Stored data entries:
○ ○ ○

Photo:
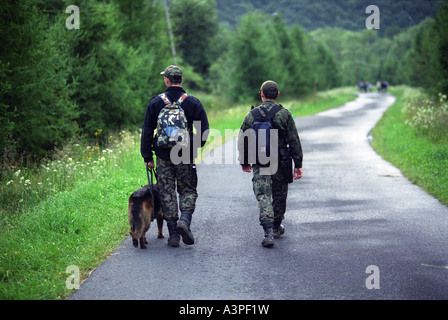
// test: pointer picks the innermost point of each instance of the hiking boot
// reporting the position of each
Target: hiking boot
(174, 239)
(278, 231)
(183, 228)
(268, 240)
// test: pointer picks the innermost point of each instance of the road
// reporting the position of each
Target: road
(351, 210)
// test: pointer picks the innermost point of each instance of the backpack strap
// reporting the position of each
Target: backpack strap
(165, 99)
(182, 98)
(269, 115)
(168, 102)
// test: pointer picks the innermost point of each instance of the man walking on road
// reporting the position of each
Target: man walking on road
(173, 113)
(270, 182)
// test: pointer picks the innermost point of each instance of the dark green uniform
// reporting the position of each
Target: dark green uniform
(270, 190)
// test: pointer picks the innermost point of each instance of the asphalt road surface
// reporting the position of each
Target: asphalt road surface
(356, 228)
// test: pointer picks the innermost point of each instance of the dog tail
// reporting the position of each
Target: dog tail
(135, 212)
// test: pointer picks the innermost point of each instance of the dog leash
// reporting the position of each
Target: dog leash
(151, 183)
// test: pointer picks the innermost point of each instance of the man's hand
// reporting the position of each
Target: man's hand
(150, 164)
(298, 173)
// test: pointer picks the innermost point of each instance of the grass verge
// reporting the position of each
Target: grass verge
(72, 211)
(421, 159)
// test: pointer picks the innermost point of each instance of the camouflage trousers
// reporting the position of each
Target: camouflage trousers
(176, 179)
(271, 193)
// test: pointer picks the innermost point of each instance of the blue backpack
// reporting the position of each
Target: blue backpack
(262, 127)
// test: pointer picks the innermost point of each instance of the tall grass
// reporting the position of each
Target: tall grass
(414, 144)
(76, 216)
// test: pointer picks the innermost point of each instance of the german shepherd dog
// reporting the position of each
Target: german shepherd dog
(144, 207)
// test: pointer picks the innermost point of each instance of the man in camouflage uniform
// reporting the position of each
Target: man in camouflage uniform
(174, 176)
(271, 190)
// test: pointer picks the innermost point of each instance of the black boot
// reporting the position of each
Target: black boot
(279, 229)
(174, 239)
(183, 228)
(268, 240)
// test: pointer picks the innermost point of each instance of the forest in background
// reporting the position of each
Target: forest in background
(57, 83)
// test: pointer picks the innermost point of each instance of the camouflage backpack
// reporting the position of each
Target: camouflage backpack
(172, 124)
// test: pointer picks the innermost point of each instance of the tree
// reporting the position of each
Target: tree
(36, 110)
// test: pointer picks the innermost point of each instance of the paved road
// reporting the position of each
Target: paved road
(350, 211)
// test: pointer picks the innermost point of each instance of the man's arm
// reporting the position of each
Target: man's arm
(147, 138)
(243, 152)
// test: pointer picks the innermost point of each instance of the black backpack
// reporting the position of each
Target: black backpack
(262, 127)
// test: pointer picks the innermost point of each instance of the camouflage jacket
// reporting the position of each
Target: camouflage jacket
(284, 122)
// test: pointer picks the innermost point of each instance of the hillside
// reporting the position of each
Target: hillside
(345, 14)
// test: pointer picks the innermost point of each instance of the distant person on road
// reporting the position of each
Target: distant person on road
(270, 183)
(167, 113)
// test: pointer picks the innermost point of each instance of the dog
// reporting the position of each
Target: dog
(142, 211)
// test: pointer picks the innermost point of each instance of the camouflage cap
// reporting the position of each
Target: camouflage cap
(172, 71)
(269, 85)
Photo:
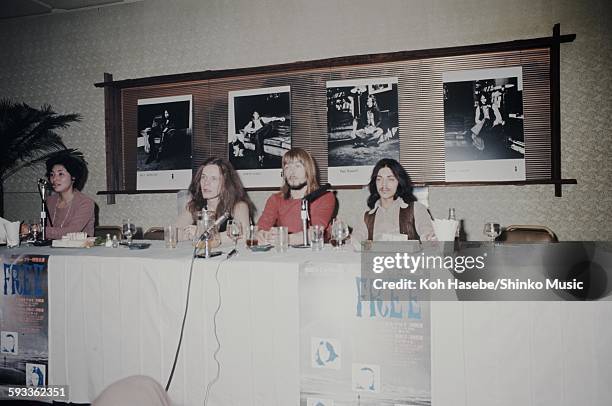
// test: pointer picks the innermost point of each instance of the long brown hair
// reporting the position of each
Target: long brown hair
(301, 155)
(232, 191)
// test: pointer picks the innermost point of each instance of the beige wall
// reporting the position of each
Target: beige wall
(56, 59)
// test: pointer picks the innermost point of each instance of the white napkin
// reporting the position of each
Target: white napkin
(445, 229)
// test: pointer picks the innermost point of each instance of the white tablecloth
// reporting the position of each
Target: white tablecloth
(116, 312)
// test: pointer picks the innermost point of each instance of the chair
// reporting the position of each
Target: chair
(133, 390)
(154, 233)
(528, 234)
(101, 231)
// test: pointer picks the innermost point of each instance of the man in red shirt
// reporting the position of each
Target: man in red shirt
(283, 208)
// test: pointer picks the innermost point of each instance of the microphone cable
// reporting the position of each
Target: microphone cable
(218, 349)
(178, 348)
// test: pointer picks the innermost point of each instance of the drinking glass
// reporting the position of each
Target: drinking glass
(34, 229)
(129, 229)
(170, 236)
(252, 236)
(340, 232)
(234, 231)
(317, 233)
(281, 239)
(492, 230)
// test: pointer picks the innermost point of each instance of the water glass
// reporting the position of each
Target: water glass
(170, 235)
(317, 234)
(129, 229)
(340, 232)
(234, 230)
(281, 239)
(12, 233)
(492, 230)
(251, 239)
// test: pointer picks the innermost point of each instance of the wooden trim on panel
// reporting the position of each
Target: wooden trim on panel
(517, 45)
(555, 107)
(112, 135)
(422, 139)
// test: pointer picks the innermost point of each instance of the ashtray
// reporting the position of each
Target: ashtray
(261, 248)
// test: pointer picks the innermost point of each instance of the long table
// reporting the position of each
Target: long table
(118, 312)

○ ○ ○

Try it: What is needed is an exact copy of the lines above, from the one containing "the long brown hair" through the one containing "the microphone cable", with nothing added.

Solution for this exercise:
// test: pointer picks the innermost point of each instance of the long brown hair
// reporting the position of each
Target: long brown hair
(301, 155)
(232, 191)
// test: pointer picks the innermost point of each instance of the beige wall
// reporting the position of each
Target: beige wall
(56, 59)
// test: pointer picks the innermost point of each instance of the white napkin
// reporting the position of each
Target: white napkin
(445, 229)
// test: pointer picks the innermost point of each instance of the white tablecloth
// reporting the position of each
Target: white tablecloth
(116, 312)
// test: pointer picks the innermost point of each instance of the chair
// reporting the position of each
Target: chair
(133, 390)
(154, 233)
(528, 234)
(101, 231)
// test: pointer picks the innermost point of each instance of the man in red shirt
// reporting the position of each
Target: man in red shirt
(283, 208)
// test: pointer picks the innermost point of each instance of the microphone cable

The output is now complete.